MATERIAL PROVIDED |
☆ ☆ ☆ ☆
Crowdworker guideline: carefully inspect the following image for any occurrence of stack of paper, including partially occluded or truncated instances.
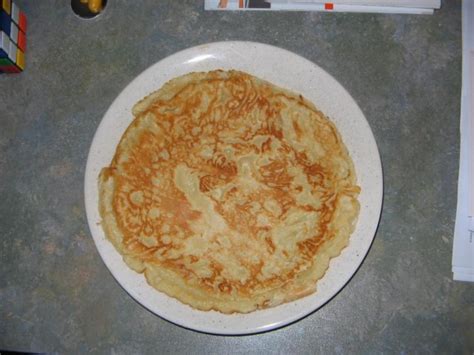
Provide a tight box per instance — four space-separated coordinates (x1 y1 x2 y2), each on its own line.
453 0 474 281
204 0 441 14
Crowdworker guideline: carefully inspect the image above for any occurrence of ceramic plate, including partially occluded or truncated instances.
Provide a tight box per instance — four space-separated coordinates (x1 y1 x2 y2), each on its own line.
85 42 383 334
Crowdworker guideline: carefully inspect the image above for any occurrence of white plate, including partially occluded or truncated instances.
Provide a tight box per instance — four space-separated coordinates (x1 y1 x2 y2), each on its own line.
85 42 383 334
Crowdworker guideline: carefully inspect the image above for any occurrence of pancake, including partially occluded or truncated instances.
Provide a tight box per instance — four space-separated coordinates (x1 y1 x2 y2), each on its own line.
99 70 360 313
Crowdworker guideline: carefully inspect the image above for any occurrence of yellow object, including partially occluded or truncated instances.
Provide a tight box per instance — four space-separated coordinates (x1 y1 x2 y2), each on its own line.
88 0 102 14
16 49 25 70
2 0 11 15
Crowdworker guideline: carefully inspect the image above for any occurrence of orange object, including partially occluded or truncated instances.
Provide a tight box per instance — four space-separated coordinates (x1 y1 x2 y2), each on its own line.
2 0 12 15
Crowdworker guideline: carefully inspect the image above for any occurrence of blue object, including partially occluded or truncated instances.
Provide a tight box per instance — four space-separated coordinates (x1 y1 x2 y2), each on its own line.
0 10 12 36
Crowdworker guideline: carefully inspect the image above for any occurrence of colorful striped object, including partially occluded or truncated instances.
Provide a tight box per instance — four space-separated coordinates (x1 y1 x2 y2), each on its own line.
0 0 26 73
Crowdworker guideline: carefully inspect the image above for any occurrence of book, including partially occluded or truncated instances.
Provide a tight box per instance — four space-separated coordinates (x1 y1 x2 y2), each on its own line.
204 0 441 14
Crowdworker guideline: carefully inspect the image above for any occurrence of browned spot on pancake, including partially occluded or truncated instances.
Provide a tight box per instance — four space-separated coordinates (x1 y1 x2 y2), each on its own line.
101 71 360 312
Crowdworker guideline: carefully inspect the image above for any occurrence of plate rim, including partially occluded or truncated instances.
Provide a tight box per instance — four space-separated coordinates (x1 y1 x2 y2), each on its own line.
84 41 384 335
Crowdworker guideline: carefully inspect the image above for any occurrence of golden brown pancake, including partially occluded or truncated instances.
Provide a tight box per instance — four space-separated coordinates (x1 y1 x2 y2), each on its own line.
99 70 360 313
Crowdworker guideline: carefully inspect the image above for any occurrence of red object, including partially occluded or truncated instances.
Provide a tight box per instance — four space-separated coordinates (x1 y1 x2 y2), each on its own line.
18 31 26 52
0 65 21 73
18 11 26 33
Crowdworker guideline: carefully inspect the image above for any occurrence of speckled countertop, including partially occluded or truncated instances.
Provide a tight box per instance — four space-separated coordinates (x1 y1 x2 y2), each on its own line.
0 0 474 354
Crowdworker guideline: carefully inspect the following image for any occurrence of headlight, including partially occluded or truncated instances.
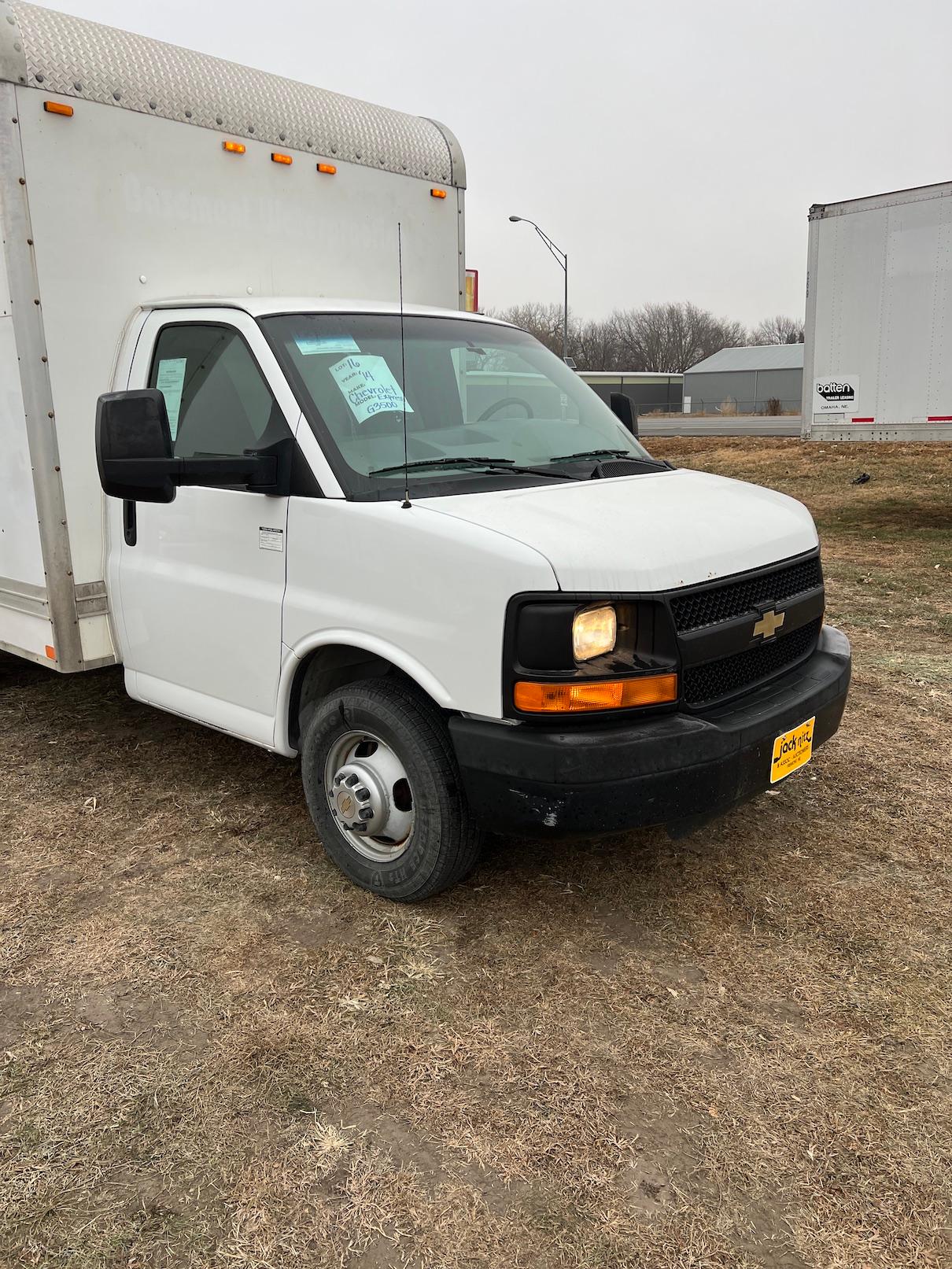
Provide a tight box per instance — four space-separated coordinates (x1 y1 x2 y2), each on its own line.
573 604 618 661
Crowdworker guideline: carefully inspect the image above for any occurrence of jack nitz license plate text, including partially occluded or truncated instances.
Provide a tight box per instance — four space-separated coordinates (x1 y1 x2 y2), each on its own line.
770 717 816 784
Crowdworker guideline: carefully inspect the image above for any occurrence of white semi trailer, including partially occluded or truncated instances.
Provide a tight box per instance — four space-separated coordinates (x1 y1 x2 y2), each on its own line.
803 182 952 441
0 0 851 900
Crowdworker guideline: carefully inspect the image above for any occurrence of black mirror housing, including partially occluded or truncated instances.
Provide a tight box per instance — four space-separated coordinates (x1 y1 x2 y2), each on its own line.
97 389 176 503
608 392 639 437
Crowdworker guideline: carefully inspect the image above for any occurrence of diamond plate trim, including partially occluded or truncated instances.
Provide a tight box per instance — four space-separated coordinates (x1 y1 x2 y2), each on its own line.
0 0 466 188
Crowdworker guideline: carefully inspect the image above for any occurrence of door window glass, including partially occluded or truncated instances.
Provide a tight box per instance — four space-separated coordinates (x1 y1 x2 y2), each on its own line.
149 325 290 458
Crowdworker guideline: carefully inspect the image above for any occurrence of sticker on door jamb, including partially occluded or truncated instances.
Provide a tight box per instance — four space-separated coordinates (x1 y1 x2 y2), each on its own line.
258 524 284 551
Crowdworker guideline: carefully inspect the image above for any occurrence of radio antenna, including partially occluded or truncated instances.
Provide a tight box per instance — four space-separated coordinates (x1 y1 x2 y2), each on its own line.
397 221 410 511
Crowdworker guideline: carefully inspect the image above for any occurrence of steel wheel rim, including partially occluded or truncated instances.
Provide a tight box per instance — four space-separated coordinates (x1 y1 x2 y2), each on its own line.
323 731 416 863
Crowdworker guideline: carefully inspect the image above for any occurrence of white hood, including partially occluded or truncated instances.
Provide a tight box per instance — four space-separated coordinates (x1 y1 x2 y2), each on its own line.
416 470 816 594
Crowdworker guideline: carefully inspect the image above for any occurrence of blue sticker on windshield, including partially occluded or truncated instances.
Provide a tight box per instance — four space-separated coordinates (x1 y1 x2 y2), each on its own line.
294 335 360 356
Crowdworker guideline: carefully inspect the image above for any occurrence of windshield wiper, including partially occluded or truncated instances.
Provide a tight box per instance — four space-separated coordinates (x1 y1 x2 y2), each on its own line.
367 454 579 480
548 449 655 463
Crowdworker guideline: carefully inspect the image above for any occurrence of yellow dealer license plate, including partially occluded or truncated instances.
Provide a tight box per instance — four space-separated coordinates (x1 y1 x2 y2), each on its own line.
770 718 816 784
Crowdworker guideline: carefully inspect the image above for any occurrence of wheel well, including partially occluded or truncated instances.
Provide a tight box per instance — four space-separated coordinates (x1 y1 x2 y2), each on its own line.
288 644 400 749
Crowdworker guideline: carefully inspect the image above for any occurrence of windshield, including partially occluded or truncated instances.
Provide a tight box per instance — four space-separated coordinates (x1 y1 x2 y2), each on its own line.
261 313 650 497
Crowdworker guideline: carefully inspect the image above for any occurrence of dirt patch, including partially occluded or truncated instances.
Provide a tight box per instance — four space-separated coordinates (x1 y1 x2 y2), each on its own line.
0 439 952 1269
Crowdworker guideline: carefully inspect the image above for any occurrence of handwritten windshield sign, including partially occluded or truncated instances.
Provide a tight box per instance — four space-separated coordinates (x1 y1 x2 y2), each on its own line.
330 352 414 422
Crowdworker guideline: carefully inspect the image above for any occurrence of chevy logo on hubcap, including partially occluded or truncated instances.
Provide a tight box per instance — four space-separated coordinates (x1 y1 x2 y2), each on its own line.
753 608 787 640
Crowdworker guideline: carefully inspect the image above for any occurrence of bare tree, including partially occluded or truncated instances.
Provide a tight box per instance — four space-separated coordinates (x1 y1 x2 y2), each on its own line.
489 301 575 356
569 317 625 371
750 313 803 344
612 304 747 374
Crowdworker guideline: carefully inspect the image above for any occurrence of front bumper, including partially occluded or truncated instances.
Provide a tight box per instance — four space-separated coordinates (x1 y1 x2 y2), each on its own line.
449 625 851 836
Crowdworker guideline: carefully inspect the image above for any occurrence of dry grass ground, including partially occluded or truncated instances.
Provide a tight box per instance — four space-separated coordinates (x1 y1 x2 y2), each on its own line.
0 439 952 1269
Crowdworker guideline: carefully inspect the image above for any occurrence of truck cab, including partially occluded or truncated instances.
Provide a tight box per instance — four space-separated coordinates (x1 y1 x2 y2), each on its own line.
98 298 849 900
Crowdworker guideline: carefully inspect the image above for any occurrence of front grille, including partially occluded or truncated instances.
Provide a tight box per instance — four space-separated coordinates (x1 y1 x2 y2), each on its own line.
681 618 822 708
671 555 822 634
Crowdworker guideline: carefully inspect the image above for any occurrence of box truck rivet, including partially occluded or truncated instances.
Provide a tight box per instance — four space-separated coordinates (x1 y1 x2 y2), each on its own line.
☆ ☆ ☆ ☆
TASK TO COMPLETE |
Swap "sticker" for "decal" in the part of the material that opens with the line containing "glass, including partially occluded or truncated instances." and closes with the line containing "258 524 284 551". Give back only those lines, with nothing else changed.

REPLY TO THE TASK |
Crowdworker guideline: carefully inspect the image above for any occurrence of door window glass, including partially occluded or truncated instances.
Provide a tight box per instance — four space-separated coordinates (x1 y1 x2 y2), each on its own line.
149 325 290 458
Crowdworker guideline: carefully inspect the image above for any occurrence of decal on door jamb, including partially occluded or truncated instances.
Provide a tight box per instance — four space-separated coordinates (x1 y1 x2 y2), each on its own line.
258 524 284 551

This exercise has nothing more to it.